Could you format the entries as a JSON list of strings, starting at the line that contains "If you would be willing to mark the wooden" and ending at the last line of the entries, with one string per line and any blank lines left out?

■ EXCERPTED DATA
## BEGIN
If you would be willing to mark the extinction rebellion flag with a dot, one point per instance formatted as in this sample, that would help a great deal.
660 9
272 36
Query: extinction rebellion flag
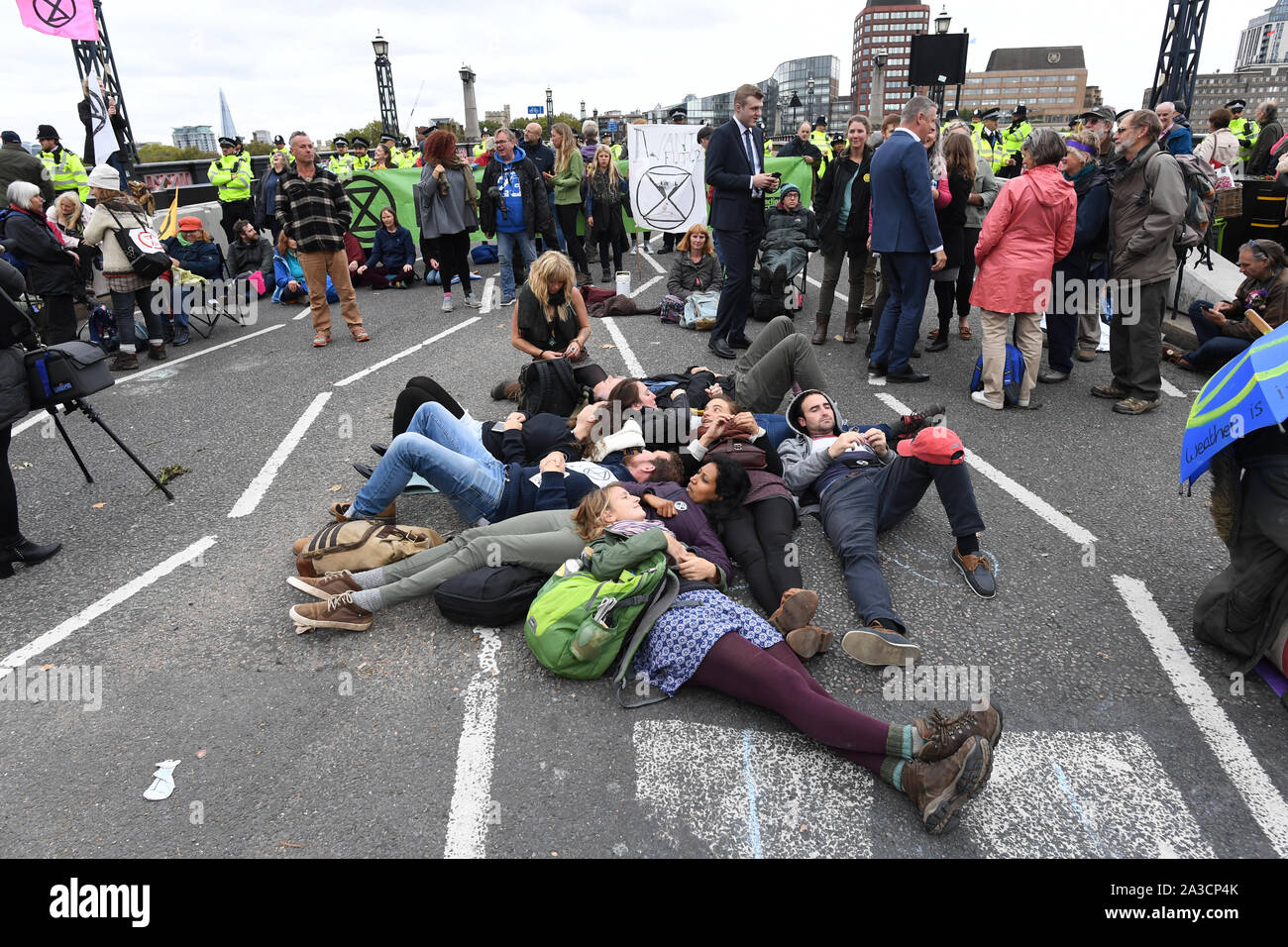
72 20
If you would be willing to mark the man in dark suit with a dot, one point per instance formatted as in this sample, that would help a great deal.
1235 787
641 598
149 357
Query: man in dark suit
735 171
906 234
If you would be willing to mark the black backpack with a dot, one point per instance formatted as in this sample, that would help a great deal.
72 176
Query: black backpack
490 595
548 386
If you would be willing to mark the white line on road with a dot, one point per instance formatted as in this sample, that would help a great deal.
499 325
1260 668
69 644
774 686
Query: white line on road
406 352
472 796
104 604
259 486
1249 779
1078 534
134 376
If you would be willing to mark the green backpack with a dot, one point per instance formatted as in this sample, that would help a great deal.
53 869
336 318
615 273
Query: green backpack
579 622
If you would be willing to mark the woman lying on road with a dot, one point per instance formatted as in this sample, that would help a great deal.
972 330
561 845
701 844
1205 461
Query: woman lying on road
708 641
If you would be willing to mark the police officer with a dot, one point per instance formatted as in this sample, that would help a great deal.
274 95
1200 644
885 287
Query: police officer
1014 141
279 149
1244 129
362 161
988 141
232 175
342 162
65 170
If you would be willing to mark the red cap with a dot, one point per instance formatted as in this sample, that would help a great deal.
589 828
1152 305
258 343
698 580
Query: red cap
934 446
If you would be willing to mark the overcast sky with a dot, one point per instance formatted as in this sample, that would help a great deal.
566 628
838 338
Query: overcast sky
281 69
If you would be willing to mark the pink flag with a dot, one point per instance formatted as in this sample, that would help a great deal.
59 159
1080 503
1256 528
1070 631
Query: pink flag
72 20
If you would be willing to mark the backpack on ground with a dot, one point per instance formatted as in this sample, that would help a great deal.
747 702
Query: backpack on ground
548 386
490 595
579 624
1013 373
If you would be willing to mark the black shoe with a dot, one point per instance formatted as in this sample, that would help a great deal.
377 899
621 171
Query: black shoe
907 375
721 348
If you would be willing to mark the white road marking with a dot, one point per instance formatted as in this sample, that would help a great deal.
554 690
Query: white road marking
406 352
752 793
134 375
1081 795
838 295
472 797
632 364
249 500
644 286
104 604
1044 510
1240 766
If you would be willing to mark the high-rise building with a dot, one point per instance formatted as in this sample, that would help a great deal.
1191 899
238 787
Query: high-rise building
885 26
194 137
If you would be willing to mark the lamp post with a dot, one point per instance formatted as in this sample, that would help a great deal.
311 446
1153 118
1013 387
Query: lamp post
385 85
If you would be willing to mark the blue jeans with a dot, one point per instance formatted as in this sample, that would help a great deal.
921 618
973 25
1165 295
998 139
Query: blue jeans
505 248
1215 350
874 500
446 453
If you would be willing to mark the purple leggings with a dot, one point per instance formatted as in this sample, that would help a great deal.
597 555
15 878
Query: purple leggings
774 678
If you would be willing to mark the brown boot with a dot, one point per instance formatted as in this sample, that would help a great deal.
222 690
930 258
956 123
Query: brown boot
851 329
944 735
327 586
939 789
338 612
820 328
795 609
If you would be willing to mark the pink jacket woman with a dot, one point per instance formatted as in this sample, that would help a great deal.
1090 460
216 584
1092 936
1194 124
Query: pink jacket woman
1028 228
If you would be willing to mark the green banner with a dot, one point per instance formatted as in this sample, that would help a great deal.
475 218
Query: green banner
370 192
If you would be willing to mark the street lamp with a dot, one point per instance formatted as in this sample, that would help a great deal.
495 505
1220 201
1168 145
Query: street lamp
385 85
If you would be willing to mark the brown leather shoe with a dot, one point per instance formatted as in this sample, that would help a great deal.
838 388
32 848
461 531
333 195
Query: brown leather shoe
939 789
944 735
327 586
795 609
338 612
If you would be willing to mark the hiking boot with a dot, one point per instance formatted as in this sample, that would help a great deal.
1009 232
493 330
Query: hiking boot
850 334
334 583
945 735
1111 392
340 509
977 571
807 641
795 609
1136 406
939 789
338 612
820 321
879 646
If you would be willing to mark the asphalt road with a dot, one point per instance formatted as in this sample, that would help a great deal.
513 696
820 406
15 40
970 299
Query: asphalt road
1124 737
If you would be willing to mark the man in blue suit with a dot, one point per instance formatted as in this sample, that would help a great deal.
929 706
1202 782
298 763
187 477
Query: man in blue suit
735 171
906 234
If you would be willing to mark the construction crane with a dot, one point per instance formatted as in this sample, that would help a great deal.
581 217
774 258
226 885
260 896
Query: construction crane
1179 53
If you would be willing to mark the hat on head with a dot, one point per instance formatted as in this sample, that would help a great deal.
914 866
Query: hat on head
104 176
935 446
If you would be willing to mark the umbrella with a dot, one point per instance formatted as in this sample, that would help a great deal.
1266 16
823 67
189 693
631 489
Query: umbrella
1249 392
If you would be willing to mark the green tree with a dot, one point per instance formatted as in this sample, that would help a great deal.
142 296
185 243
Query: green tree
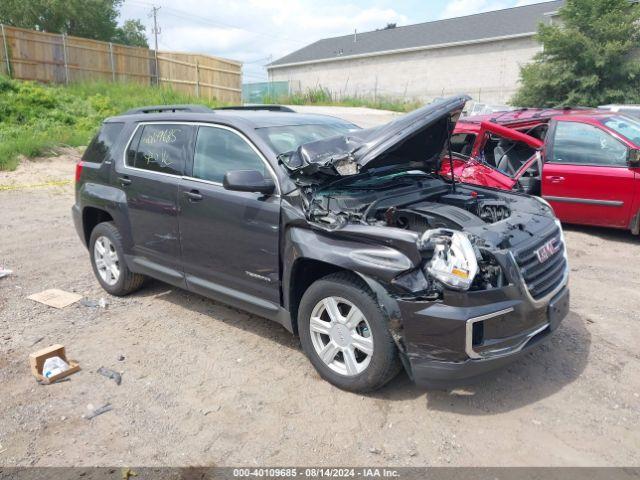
132 33
96 19
590 57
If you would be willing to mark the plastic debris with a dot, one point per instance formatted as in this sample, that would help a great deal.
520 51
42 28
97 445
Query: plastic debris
102 303
115 376
99 411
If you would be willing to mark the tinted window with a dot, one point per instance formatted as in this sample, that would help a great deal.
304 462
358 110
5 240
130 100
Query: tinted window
462 143
219 150
625 126
578 143
100 146
160 148
289 137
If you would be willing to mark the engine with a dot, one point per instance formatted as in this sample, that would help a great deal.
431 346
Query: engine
457 211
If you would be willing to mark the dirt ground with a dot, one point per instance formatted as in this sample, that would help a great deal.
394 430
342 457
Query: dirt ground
204 384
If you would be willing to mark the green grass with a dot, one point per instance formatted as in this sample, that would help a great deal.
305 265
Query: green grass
321 96
36 118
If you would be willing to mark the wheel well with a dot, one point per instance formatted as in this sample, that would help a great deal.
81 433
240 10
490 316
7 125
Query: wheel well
634 224
91 217
305 271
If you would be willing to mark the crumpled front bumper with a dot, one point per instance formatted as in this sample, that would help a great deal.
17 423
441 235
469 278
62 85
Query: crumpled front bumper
466 335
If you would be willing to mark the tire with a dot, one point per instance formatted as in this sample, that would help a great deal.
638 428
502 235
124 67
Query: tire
370 372
126 282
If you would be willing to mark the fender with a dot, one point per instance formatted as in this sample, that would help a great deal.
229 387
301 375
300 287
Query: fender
113 201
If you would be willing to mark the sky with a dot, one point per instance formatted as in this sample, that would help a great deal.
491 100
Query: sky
256 32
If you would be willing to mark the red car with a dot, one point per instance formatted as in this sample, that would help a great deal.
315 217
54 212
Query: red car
585 163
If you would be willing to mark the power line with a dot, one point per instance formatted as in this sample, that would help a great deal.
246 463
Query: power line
156 31
208 21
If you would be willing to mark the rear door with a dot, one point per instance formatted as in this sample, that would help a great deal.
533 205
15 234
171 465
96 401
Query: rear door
230 240
586 177
155 160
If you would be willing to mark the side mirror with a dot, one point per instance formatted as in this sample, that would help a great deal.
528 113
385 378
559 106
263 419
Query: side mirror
248 181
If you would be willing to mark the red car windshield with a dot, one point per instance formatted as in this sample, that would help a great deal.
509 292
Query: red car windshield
625 126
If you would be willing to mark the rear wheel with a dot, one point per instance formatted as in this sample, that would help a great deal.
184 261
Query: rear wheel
345 334
107 260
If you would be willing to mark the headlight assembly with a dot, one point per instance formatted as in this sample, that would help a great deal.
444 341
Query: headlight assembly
546 205
454 261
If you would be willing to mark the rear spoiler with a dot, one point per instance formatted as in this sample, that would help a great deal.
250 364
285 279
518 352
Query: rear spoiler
169 108
269 108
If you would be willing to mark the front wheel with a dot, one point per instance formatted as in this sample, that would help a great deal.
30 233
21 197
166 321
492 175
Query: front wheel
345 334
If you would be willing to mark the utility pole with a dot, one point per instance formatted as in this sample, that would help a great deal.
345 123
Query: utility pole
156 31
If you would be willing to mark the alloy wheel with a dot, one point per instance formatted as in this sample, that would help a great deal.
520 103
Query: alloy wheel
341 336
107 261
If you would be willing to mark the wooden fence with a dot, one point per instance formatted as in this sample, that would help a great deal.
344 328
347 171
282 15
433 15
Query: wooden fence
54 58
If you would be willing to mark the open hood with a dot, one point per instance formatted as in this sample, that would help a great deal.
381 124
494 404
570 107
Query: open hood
416 139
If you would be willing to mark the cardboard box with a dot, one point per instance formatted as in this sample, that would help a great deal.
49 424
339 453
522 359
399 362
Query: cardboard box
36 360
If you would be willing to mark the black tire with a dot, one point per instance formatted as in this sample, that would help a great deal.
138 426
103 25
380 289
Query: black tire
128 281
384 364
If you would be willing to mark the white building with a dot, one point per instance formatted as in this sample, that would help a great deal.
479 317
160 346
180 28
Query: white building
477 54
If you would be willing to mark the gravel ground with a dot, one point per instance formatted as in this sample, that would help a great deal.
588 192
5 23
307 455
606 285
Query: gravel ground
204 384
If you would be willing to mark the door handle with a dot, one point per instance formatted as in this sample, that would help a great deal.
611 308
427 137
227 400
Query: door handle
556 179
193 195
125 181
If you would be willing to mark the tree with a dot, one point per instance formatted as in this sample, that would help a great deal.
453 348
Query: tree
132 33
96 19
590 57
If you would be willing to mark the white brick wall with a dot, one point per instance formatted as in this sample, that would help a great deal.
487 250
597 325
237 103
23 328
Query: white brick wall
## END
■ FINISHED TASK
[
  "If you would be willing to mark the wooden fence with a dot, one point per instance formatted as in this sample, that would help a great deal.",
  "344 328",
  "347 171",
  "282 15",
  "433 15",
  "Query: wooden fence",
  "54 58",
  "If you would be willing to mark the open hood with a dot, one point per instance formatted as in this sample, that would help a great deal.",
  "381 124",
  "494 404",
  "570 107",
  "Query: open hood",
  "416 139",
  "If you would be willing to mark the cardboard box with a dot, one point per instance formatted as in this sample, that would help a great deal.",
  "49 424",
  "339 453",
  "522 359",
  "399 362",
  "Query: cardboard box",
  "36 360",
  "If you would be willing to mark the black tire with a dot, one point per instance formatted as in this sample, that would help a great deal.",
  "138 426",
  "103 25",
  "380 289",
  "Query: black tire",
  "128 281",
  "384 364",
  "If you would be willing to mark the white building with a dot, one point per instance formatted as in this sample, that would help a great deal.",
  "479 317",
  "160 346",
  "180 28",
  "Query: white building",
  "477 54",
  "If you would be willing to mark the gravel ground with a dot, one point per instance formatted as in this sample, that would help a great deal.",
  "588 192",
  "5 23",
  "307 455",
  "606 285",
  "Query: gravel ground",
  "204 384",
  "If you would be willing to mark the door handle with a dot, one point per instance formatted as in this sample, that would help a great deal.",
  "611 308",
  "427 137",
  "227 400",
  "Query: door handle",
  "556 179",
  "193 195",
  "125 181",
  "If you would be willing to mark the tree with a dot, one point per instance formatted as in this sample, that would help a great deal.",
  "453 348",
  "Query: tree",
  "132 33",
  "96 19",
  "590 57",
  "If you would be willing to mark the white brick wall with a dot, one point per instance formatted as in this sample, that would help a great deal.",
  "487 250",
  "597 325",
  "237 103",
  "23 328",
  "Query: white brick wall"
]